Some examples of SemGuS files can be found in the IntegrationTests/data directory.

Caveats and Considerations

This project is under active development and does not yet support all SMT-LIB2 features. The following theories are currently supported:

Core
Ints
Strings (with partial support for regular expressions)
Bit vectors (partial support; only theory functions supported for now)
Datatypes (non-parametric only)
Arrays (partial support)

Other features:

Converting SyGuS problems to CHCs on the fly (beta)
Declarative S-expression output format (beta). Use --format sexpr

New additions:

Datatypes (non-parametric only)
Auxiliary functions
Arbitrary match expressions

Unsupported SMT-LIB2 features include:

Theory functions annotated with :left-assoc, :right-assoc, :chainable, and :pairwise. Certain Core functions are implemented, so post an issue if others are needed.
Some terms, including let
Uninterpreted sorts (declare-sort) and sort aliases (define-sort)

The roadmap for next-up features includes:

Arbitrary let terms

If there is an unsupported feature that you would like added, drop us a line by submitting an issue (or commenting on an existing one). This will help us prioritize what to put on our roadmap.

Installation

To install the stand-alone parsing tool, find the binary for your operating system on the Releases page. Unzip it and put the semgus-parser (or semgus-parser.exe) in a convenient location. No other dependencies are required. You may have to mark it executable on Linux and macOS; just run chmod a+x semgus-parser in the folder with the binary.

PROVIDED MATERIAL

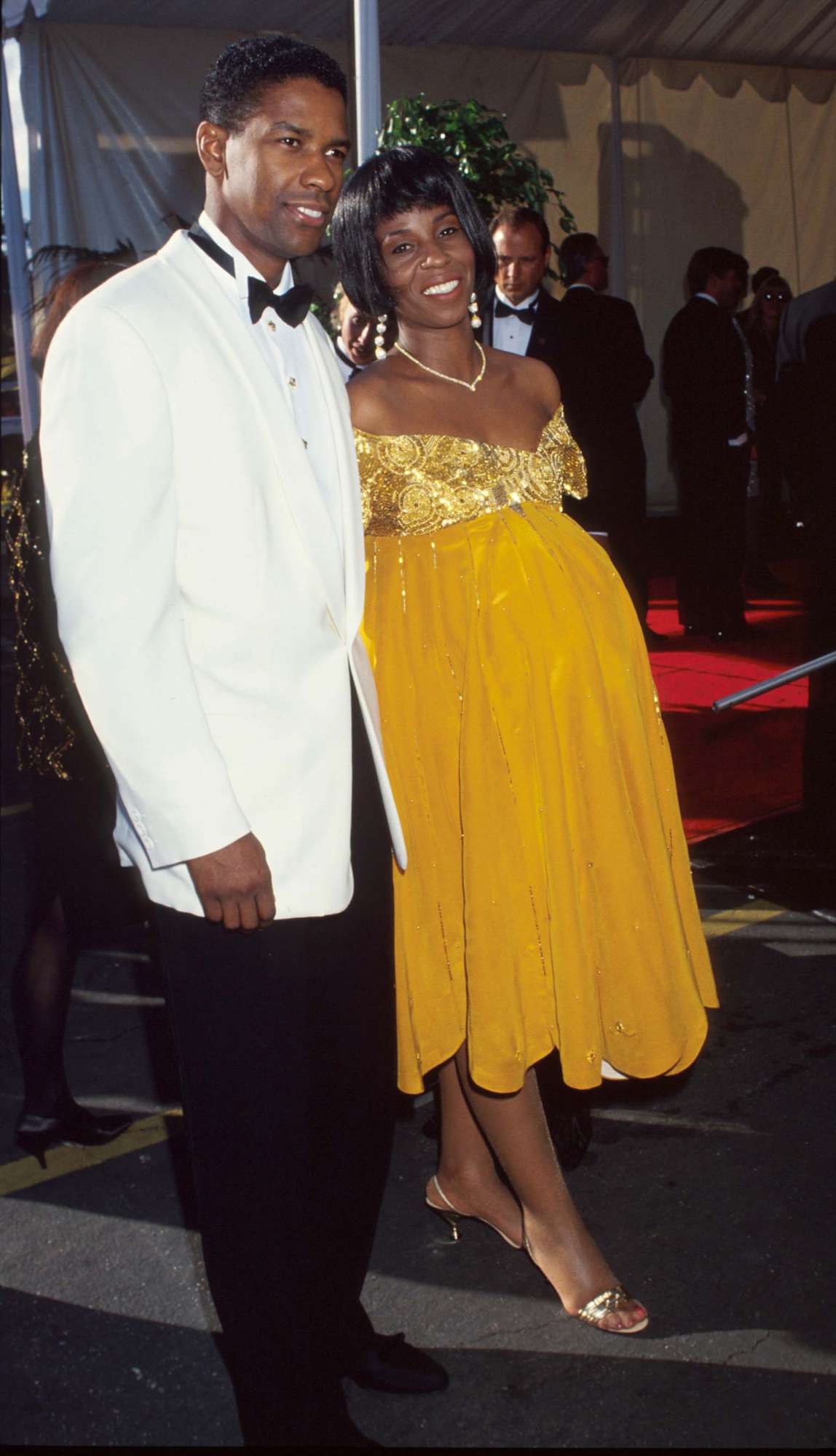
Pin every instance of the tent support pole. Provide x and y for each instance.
(618, 260)
(18, 274)
(366, 76)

STATED EXERCISE 1
In the SemGuS parser text, reproduce word for word the part that opens with the words containing "Some examples of" and closes with "for regular expressions)".
STATED EXERCISE 2
Using the SemGuS parser text, answer yes or no to each statement and quote the words that decide it: (a) Arrays are fully supported. (b) The stand-alone parsing tool needs other dependencies. (c) The S-expression output format is chosen with --format sexpr.

EXERCISE RESPONSE 1
Some examples of SemGuS files can be found in the IntegrationTests/data directory.

Caveats and Considerations

This project is under active development and does not yet support all SMT-LIB2 features. The following theories are currently supported:

Core
Ints
Strings (with partial support for regular expressions)

EXERCISE RESPONSE 2
(a) No: "Arrays (partial support)"
(b) No: "No other dependencies are required."
(c) Yes: "Use --format sexpr"